** AUFGABE UND VORGABEN **
Schreibe aus dem unten stehenden Erfahrungsbericht über Glasgow alles von „Erasmus+ Studium Europa“ bis hinunter zu „Glasgow in Schottland.“ wortgetreu ab.

##### QUELLENAUSZUG #####

Erasmus+ Studium Europa
Noah war in Glasgow
Noah studiert Physik im Bachelor an der Universität Bonn und berichtet von seiner Zeit als Erasmus-Studierender an der University of Glasgow in Schottland.
Für neun Monate wurde Glasgow zu meinem zweiten Zuhause: Ich wohnte in einer kleinen WG nahe dem Studentenviertel West End und fuhr jeden Morgen durch den dunstigen Nebel zur Uni. Mit einer Mischung von historisch-anmutenden Instituten sowie den modernsten Wissenschaftszentren, die ich je gesehen habe, ist das Einzige, was der Uni wirklich fehlt, eine günstige Mensa! Meine Physikmodule bereiteten mir zum großen Teil Freude und durch die im Vergleich niedrigen Leistungsanforderungen im Studium, fand ich die Zeit um den Schach-Club, einen Chor und ein Freiwilligenprojekt für mich zu entdecken. Sicherlich war es anstrengend an einem zunächst fremden Ort, weit weg von Zuhause, einen neuen sozialen Kreis zu errichten, doch der Mut auf andere Studenten zuzugehen wurde immer mit einem spannenden Gespräch und so mancher neuen Freundschaft belohnt!
Über die Semester hinweg versuchte möglichst viel von der schottischen Kultur und Natur einzufangen, indem ich Wanderungen, Konzertbesuche oder Urlaube mit Freunden aus Schottland und Deutschland unternahm. Doch noch wertvoller als den Tourismus schätze ich heute die Erinnerung daran, wie ich den Alltag in einer fremden Kultur erleben durfte und über das Jahr ein Stück weit Teil dieser wurde.
Mein Auslandsjahr in Schottland war eine einzigartige Erfahrung und ich glaube, dass jeder Student mit Abenteuerlust und ein wenig Mut seine ganze eigene Geschichte damit schreiben kann. Ganz anders, aber mindestens so aufregend wie mein Auslandsjahr!
Wenn du nun Lust bekommen hast, ins Ausland zu gehen, kannst du meinen vollständigen Erfahrungsbericht lesen:
Vom September 2024 bis Ende Mai 2025 verbrachte ich 2 Auslandssemester an der University of Glasgow in Schottland und studierte dort mein 3. Studienjahr des B.Sc. Physik.

##### ANGEZEIGTE DATEN #####

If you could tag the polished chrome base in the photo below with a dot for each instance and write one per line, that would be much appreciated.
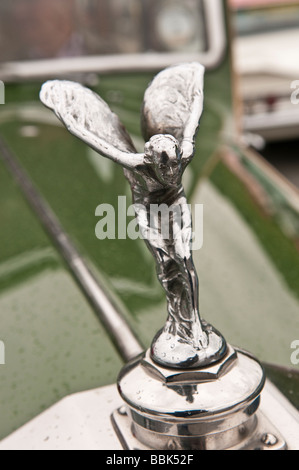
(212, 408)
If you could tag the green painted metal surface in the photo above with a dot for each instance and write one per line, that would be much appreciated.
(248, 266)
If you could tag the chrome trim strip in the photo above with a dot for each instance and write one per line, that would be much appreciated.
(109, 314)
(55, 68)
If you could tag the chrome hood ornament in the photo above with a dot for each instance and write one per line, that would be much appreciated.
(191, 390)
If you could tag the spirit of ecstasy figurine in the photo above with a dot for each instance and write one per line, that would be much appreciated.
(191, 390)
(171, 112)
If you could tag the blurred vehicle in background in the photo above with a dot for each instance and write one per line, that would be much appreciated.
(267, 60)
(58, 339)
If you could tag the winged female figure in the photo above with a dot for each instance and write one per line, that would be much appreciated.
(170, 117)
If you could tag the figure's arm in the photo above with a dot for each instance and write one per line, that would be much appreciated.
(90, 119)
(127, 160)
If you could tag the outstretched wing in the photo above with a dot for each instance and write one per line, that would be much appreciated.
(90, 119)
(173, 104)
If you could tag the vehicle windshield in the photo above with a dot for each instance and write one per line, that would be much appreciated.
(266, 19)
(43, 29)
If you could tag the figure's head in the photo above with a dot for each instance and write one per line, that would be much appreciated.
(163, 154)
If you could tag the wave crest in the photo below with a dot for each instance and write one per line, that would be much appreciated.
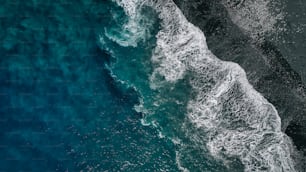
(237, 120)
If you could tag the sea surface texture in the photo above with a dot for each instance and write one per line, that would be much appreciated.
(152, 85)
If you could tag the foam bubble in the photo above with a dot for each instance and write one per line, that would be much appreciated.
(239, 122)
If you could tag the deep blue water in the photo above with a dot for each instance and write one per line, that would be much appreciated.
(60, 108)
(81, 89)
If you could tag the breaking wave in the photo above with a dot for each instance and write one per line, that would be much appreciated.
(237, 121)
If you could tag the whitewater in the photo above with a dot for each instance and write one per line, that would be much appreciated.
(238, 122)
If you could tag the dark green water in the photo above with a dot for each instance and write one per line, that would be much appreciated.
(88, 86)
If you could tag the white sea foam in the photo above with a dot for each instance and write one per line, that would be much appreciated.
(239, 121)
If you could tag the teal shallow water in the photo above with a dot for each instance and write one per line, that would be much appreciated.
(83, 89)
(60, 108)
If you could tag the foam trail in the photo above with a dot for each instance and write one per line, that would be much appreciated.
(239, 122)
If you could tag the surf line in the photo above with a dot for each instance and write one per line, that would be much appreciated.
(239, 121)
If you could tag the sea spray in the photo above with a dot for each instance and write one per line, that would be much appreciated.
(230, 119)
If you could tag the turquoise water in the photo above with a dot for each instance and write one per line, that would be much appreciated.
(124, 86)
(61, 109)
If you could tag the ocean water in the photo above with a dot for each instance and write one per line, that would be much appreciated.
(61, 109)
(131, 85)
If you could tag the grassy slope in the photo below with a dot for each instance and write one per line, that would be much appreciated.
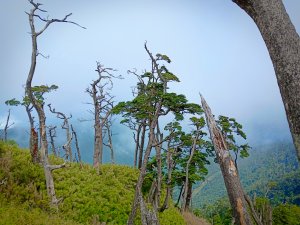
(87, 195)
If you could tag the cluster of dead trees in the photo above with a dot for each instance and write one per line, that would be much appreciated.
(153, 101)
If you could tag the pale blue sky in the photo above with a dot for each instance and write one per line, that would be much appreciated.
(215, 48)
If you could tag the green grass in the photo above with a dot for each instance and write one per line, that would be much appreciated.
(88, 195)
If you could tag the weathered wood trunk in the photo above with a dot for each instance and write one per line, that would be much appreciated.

#####

** RICHTIGE ANTWORT **
Erasmus+ Studium Europa
Noah war in Glasgow
Noah studiert Physik im Bachelor an der Universität Bonn und berichtet von seiner Zeit als Erasmus-Studierender an der University of Glasgow in Schottland.